─── Excerpted data
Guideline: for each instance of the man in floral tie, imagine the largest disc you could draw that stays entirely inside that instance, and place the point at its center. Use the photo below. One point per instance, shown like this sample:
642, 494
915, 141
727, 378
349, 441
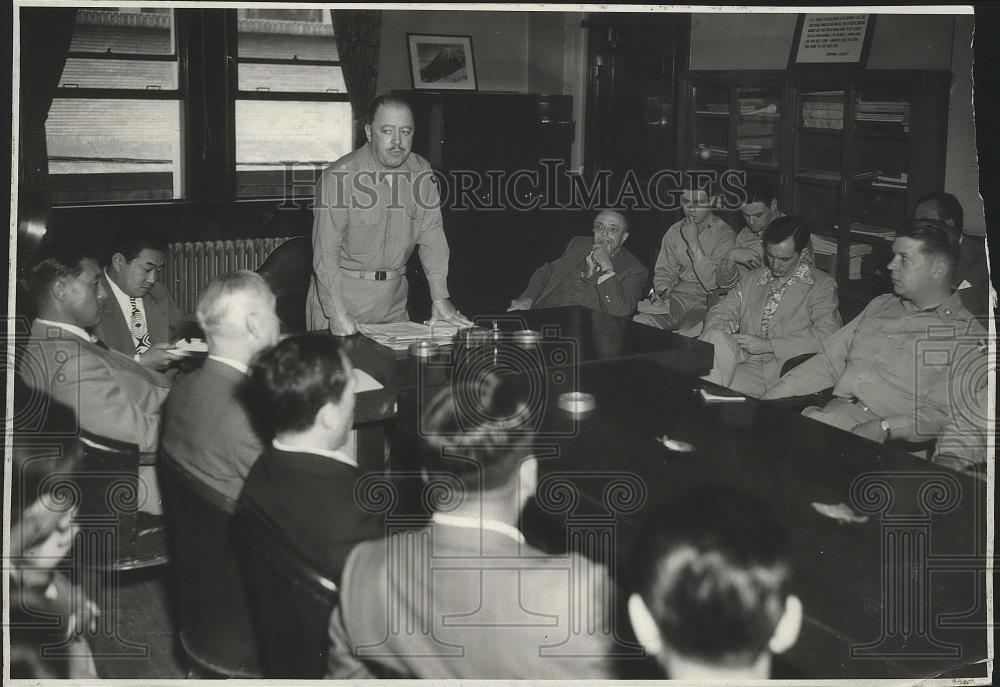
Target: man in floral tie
776, 312
140, 320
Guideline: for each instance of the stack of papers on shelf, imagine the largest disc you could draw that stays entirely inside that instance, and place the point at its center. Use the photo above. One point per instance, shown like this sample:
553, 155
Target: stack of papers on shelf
873, 230
824, 245
399, 335
883, 181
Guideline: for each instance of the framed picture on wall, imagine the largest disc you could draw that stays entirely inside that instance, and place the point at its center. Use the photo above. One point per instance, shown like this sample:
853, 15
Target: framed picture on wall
832, 39
441, 62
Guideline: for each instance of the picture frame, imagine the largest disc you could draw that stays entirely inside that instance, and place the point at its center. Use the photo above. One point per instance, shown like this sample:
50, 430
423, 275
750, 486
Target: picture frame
831, 40
441, 62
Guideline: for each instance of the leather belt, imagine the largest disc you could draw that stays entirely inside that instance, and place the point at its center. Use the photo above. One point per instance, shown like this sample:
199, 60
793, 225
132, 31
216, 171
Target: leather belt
379, 275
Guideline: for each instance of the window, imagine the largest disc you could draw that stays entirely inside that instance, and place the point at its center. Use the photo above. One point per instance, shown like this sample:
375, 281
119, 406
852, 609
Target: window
114, 128
131, 122
292, 112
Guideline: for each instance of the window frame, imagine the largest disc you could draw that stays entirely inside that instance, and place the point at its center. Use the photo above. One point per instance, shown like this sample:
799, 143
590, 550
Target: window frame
179, 94
206, 52
272, 96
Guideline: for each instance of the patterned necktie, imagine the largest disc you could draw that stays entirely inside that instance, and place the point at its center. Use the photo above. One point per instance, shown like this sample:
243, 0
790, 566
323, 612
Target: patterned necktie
140, 334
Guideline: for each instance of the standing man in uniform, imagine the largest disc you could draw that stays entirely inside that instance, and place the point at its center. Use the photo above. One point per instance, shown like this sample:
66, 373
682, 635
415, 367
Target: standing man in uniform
373, 206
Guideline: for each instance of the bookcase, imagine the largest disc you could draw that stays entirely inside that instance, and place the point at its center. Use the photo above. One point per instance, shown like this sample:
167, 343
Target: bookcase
850, 151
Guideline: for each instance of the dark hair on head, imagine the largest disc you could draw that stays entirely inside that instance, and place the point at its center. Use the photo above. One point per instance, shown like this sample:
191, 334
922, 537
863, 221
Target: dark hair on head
476, 432
132, 241
386, 100
54, 260
946, 206
713, 569
296, 378
759, 190
783, 228
936, 238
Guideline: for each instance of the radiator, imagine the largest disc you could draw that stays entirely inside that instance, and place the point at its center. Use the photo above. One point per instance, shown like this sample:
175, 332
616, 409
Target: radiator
191, 265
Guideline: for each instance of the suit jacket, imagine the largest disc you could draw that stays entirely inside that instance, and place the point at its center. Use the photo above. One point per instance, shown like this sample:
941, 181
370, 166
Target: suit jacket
453, 602
163, 319
309, 499
806, 316
111, 394
207, 427
617, 296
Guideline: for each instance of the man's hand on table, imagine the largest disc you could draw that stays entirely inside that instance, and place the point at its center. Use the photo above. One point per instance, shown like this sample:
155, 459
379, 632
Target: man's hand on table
754, 345
343, 324
520, 304
871, 430
158, 357
443, 311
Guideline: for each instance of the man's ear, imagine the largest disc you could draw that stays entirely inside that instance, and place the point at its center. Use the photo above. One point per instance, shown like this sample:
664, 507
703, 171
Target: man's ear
644, 626
118, 262
528, 477
787, 631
──────
# Problem to solve:
Omit the pictures, then copy out all the data exactly as it stands.

# Answer to this problem:
Guideline: for each instance of the man in floral tie, imagine the largest disc you could draw that stays entirely inside that instance, and place the point at its center. Use the photo below. One point per instance, shown like this sample:
642, 494
915, 141
727, 378
349, 441
Target: man in floral tie
776, 312
140, 320
Guideline: for each instance of the stack of papers on shelf, imagine the largest disc you could draw that stays entirely inside that instance, and place the point at its center. Use the photo above. One point per instance, shown like this sample:
553, 155
Target: stack of papers on shelf
873, 230
824, 245
399, 335
883, 181
Guideline: for each instance of the framed picture on wall, imagine the largest disc you could draw that stays entirely inside that instance, and place the point at its center. Use the photo above. One point per instance, shown like this sample:
853, 15
Target: framed picture on wall
832, 39
441, 62
Guideline: for each instance of the picture frame, imagine the largest disc you could draw that stays entirely inside that instance, and place the point at its center. Use the photo above. One point per instance, shown like this sample:
50, 430
423, 275
750, 486
Target: picture frame
831, 40
441, 62
Guideline: for each instance of the leather belt, imagine the largest disc you could draw that stays entirely inside that instance, and place the point at its center. Use the photo above. One point per instance, shown like this sample:
199, 60
793, 225
132, 31
216, 171
Target: leather belt
379, 275
Guideline: for each instance of the window, imagine the largest disc you could draw that stays entirely inside that instance, and place the point at its center. Use the photo above. One point per instance, shown like this sample:
375, 281
119, 406
852, 609
Target: window
114, 128
131, 122
292, 112
Guideline: for each instance of the window frame, imagine the largest disc you could draw that stays entirely inside that instance, and place the point at its center. Use the photo above. One point per instance, shown like this sample:
799, 143
590, 550
Target: window frame
179, 94
206, 52
272, 96
Guideline: for each instance of the patterned necktie, imagine the largest disc you could draw that stays entirely inside that instance, and place the point at its center. Use the photo above. One point per instance, shown like this sample:
243, 0
790, 566
323, 612
Target: patterned necktie
140, 334
Guideline: for each instance of the standing man in uniform, imagine the largest disc you could draw that stays entirely inside that instance, and place the point at its center. Use the photo above. One point per instance, shown like this sample:
66, 373
682, 635
415, 367
Target: standing man in uniform
373, 206
Guideline: for each instance of the bookcase, imagine the largest disc you could draw that stays entirely inside that instance, and place the point at its center. Use the photo above. One point per instance, shown like this sample:
167, 343
Target: bookcase
850, 151
Guideline: for each instance of the dark hair on head, imagine the largest disc you could draw that stays entirely inside that instance, and place the point at its center. Use the photo above. One point per instance, shown like this sample:
191, 334
922, 537
863, 221
Target: dark hair on head
476, 432
132, 241
386, 100
54, 260
946, 206
713, 569
296, 378
759, 190
783, 228
936, 238
Guideline: for each instance of the radiator, imagine the largest disc you could draw that stays entirely inside that instance, and place the point at its center. Use the photo above. One point per instance, shown like this sample:
175, 332
616, 409
Target: radiator
191, 265
Guideline: for each instance of the suit jacket, imagine the largest disc you could draw that stays entirely inside that instance, and place the point at its center. Use the photo above. One point per instance, shown like this sample:
941, 181
370, 166
Target: suit jacket
453, 602
163, 319
309, 499
806, 316
111, 394
207, 427
617, 296
Guideline: for each instance of the man's hand on table, imagine the largest disc you could draw that stays entirely inside that instance, and place the point at its center. Use the photo above. One point per instance, shown like this sample:
155, 459
379, 632
Target: man's hand on table
754, 345
343, 324
520, 304
871, 430
158, 357
443, 311
Guideline: for each instance of the man's ear, imagine the largest disc you could draw that stays entirely inside that instance, and place the point at its center. Use the photo above. One point per instance, shown like this sample:
664, 507
703, 171
Target: man's ear
644, 626
118, 262
528, 477
787, 631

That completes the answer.